* **Given problem**
Change every occurrence of "mark the region" to "outline the area" throughout the data below, and leave all other text unchanged.

[Extracted data entries]
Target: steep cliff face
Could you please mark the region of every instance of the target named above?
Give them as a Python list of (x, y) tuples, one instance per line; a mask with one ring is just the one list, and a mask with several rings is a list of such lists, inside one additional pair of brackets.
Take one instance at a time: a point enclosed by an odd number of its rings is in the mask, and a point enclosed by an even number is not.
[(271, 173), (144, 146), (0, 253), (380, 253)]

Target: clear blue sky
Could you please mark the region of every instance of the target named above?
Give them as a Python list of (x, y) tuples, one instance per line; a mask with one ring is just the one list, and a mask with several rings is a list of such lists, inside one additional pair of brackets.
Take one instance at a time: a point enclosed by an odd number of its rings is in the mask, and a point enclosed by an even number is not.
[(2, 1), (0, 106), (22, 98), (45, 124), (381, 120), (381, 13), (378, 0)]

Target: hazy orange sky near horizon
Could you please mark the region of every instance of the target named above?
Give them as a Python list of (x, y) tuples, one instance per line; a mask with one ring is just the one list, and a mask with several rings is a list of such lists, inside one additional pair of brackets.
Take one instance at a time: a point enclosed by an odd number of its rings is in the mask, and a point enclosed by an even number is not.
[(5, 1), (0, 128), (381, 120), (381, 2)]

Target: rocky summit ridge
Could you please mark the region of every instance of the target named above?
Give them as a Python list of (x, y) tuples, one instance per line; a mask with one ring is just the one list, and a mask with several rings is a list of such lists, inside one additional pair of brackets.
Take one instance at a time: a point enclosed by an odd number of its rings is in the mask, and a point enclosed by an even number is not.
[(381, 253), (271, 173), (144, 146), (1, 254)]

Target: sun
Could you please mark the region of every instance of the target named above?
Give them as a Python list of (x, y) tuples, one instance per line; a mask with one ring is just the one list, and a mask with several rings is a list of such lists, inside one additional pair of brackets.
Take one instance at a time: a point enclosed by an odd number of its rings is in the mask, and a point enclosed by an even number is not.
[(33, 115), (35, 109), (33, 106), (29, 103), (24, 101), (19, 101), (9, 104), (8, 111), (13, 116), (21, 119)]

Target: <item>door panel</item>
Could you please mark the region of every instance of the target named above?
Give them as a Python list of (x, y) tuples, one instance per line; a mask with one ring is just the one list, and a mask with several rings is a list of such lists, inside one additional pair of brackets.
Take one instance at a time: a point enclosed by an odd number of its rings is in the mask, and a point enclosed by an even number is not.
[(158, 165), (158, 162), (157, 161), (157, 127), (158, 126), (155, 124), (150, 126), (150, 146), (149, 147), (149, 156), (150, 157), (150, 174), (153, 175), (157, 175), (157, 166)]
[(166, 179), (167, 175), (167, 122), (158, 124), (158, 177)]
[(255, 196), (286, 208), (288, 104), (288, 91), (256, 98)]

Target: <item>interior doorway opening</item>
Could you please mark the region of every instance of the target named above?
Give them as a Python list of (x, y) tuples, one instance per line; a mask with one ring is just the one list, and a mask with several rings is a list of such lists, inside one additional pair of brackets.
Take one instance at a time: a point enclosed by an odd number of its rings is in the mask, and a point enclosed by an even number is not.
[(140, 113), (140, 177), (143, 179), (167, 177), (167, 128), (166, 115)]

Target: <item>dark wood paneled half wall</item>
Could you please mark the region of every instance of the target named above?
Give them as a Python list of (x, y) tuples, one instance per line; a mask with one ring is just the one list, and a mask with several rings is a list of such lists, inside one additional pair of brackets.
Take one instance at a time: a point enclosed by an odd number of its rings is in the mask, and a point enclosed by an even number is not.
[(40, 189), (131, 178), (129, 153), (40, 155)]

* **Full solution**
Target: steep cliff face
Could you please outline the area of every instance of the target named above?
Give them as a Python list of (x, y) tuples, one instance per line; a mask with one ring is just the one list, and a mask with several rings is a list of such lists, inside one additional pair of brackets.
Take one instance at a time: a point enclosed by an odd number of its rings is in the mask, and a point enclosed by an even number is not.
[(271, 173), (144, 146), (0, 253), (380, 253)]

Target: clear blue sky
Could you please outline the area of every instance of the target named above?
Give them as a Python list of (x, y) tuples, one instance per line; a mask with one ring is just the one list, and a mask with several rings is a list of such lists, inside one additional pair of brackets.
Take one instance at a time: a point enclosed by an odd number of its rings is in the mask, and a point enclosed by an even number is not.
[(2, 1), (0, 106), (22, 98), (45, 124), (381, 120), (381, 13), (378, 0)]

Target: hazy orange sky near horizon
Could you please outline the area of every instance of the target named above?
Give them as a Python list of (x, y) tuples, one instance per line; a mask with one ring is just the one list, and a mask with several rings is a list of such lists, inside one additional pair of brackets.
Take one instance at a time: a point enclosed by an odd number of its rings is in the mask, and a point enclosed by an even number is not.
[(5, 1), (0, 128), (381, 120), (381, 2)]

Target: rocky summit ridge
Could you please outline the area of every instance of the target named above?
Give them as a Python list of (x, y) tuples, one instance per line; a mask with one ring is just the one list, and a mask with several rings is a list of such lists, inside one additional pair of brackets.
Take one instance at a time: a point enclosed by an odd number of its rings is in the mask, and a point enclosed by an even number is not.
[(381, 253), (271, 173), (144, 146), (1, 254)]

Target: sun
Could you please outline the area of every instance of the target named above?
Give them as a Python list of (x, y) tuples, one instance per line; a mask with one ring is just the one list, and a mask with several rings is a list of such lists, inside one additional pair of brackets.
Take one instance at a time: a point enclosed by an odd number of its rings is in the mask, and a point enclosed by an even number is not.
[(33, 115), (35, 109), (33, 106), (29, 103), (24, 101), (19, 101), (9, 104), (8, 111), (13, 116), (21, 119)]

Target: <item>door panel</item>
Could you please outline the area of every instance of the target named above?
Give them as a Python list of (x, y) tuples, one instance per line; a mask with one ring is just the one list, and a mask with several rings is a list of such lists, inside one additional pair of brackets.
Take one instance at a time: a point enclosed by an odd number of its rings is in the mask, and a point enclosed by an even number is not.
[(158, 165), (158, 162), (157, 161), (157, 127), (158, 126), (155, 124), (150, 126), (150, 146), (149, 147), (149, 156), (150, 157), (150, 174), (153, 175), (157, 175), (157, 166)]
[(166, 179), (167, 175), (167, 122), (158, 124), (158, 177)]
[(255, 196), (286, 208), (288, 104), (288, 91), (256, 98)]

Target: <item>interior doorway opening</item>
Could you please outline the area of every instance of the target named above?
Give them as a Python list of (x, y) tuples, one instance per line; a mask with one ring is just the one list, and a mask with several rings is a list of such lists, inside one additional pair of brackets.
Take one instance at a time: a point enclosed by an odd number of its rings is in the mask, and a point enclosed by an even number is not.
[(140, 113), (140, 177), (143, 179), (167, 177), (167, 128), (166, 115)]

Target: <item>dark wood paneled half wall</item>
Could you please outline the area of every instance of the target named above?
Give them as a Python list of (x, y) tuples, one instance per line; a mask with one ring is just the one list, and a mask with several rings is a list of such lists, inside one additional pair of brackets.
Take one instance at a time: a point enclosed by an odd number of its rings is in the mask, and a point enclosed by an even number is not.
[(40, 189), (131, 178), (129, 153), (40, 155)]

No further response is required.